• _Task to carry out_
Search the data for the string "player", and report each line where it is found.

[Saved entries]

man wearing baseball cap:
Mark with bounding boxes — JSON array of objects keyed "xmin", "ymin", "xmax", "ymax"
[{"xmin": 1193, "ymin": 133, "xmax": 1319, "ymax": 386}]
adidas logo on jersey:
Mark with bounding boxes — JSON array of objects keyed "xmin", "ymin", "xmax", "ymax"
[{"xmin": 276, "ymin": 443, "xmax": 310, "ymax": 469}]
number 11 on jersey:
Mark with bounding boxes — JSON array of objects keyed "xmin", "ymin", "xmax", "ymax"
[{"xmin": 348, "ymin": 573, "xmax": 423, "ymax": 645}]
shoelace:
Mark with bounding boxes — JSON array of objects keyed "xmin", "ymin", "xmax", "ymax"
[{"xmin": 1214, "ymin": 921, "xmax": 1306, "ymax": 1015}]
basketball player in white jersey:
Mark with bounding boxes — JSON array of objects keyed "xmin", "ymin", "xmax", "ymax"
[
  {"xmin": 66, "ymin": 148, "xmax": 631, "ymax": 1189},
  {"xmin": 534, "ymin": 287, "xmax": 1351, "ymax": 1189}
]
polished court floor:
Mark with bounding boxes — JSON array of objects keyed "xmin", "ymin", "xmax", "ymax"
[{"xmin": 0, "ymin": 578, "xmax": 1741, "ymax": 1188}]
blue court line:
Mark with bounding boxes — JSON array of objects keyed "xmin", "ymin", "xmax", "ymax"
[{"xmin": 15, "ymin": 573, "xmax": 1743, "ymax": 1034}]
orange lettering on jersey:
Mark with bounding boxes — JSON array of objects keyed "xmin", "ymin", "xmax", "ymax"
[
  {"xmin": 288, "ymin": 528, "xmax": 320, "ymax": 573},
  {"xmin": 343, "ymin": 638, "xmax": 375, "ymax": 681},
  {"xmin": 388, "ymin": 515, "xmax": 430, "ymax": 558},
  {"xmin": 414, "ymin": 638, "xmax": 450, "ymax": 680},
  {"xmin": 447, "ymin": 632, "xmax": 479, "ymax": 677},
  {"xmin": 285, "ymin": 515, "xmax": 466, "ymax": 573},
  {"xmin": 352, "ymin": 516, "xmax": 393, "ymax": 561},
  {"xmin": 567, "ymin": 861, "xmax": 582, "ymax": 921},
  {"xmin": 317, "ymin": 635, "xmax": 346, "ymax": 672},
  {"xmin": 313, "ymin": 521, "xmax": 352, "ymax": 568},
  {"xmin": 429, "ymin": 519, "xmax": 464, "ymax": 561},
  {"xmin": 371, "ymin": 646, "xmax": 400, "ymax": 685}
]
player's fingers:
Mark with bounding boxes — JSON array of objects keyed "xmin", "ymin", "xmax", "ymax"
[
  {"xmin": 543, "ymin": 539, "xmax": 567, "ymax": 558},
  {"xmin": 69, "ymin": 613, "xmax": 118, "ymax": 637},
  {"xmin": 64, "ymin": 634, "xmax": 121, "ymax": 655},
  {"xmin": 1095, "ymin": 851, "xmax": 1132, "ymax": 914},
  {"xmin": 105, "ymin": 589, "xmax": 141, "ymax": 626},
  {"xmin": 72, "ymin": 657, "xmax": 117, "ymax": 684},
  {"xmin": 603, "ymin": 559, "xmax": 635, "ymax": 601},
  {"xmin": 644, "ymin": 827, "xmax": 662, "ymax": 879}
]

• _Response_
basketball player in white jersey:
player's fingers:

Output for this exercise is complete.